**TEXT BLOCK**
########################################

Individual Risk Segment

Gross premiums written for the Company’s Individual Risk segment decreased $56.5 million, or 9.6%, to $530.8 million in 2009, compared to $587.3 million in 2008. The decrease in gross premiums written was primarily due to decreases of $49.8 million, $13.8 million and $10.7 million from the Company’s commercial property, commercial multi-line and personal lines property businesses, respectively, as a result of the Company’s decision in late 2008 to terminate several program manager relationships and a commercial property quota share contract as a result of the then softening market conditions and, during the second quarter of 2009, to reduce its participation on a personal lines property quota share contract. Offsetting these decreases in gross premiums written for 2009 was a $17.8 million increase in the Company’s crop insurance gross premiums written, principally driven by an increase in policy count and insured acres, which more than offset a decline in commodity prices used in determining the policy premium. There can be significant increases or decreases in gross premiums written in the Company’s Individual Risk segment between quarters and between years based on several factors, including, without limitation, the timing of the inception or cessation of new program managers and quota share reinsurance contracts. In addition, the Company’s gross premiums written in respect of its crop insurance business are subject to fluctuations from a number of factors including the impact of relevant commodity prices.

########################################

**DATA SHOWN**

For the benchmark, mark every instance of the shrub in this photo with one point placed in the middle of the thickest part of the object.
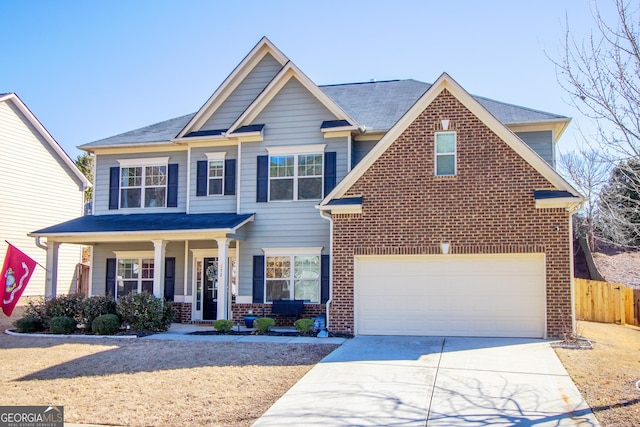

########################################

**WHAT YOU ARE ASKED TO DO**
Please translate this sentence from the text on the Individual Risk segment into Spanish: "Gross premiums written for the Company’s Individual Risk segment decreased $56.5 million, or 9.6%, to $530.8 million in 2009, compared to $587.3 million in 2008."

**WRITTEN SOLUTION**
Las primas brutas suscritas del segmento de Riesgo Individual de la Compañía disminuyeron en 56,5 millones de dólares, o un 9,6 %, hasta 530,8 millones de dólares en 2009, en comparación con 587,3 millones de dólares en 2008.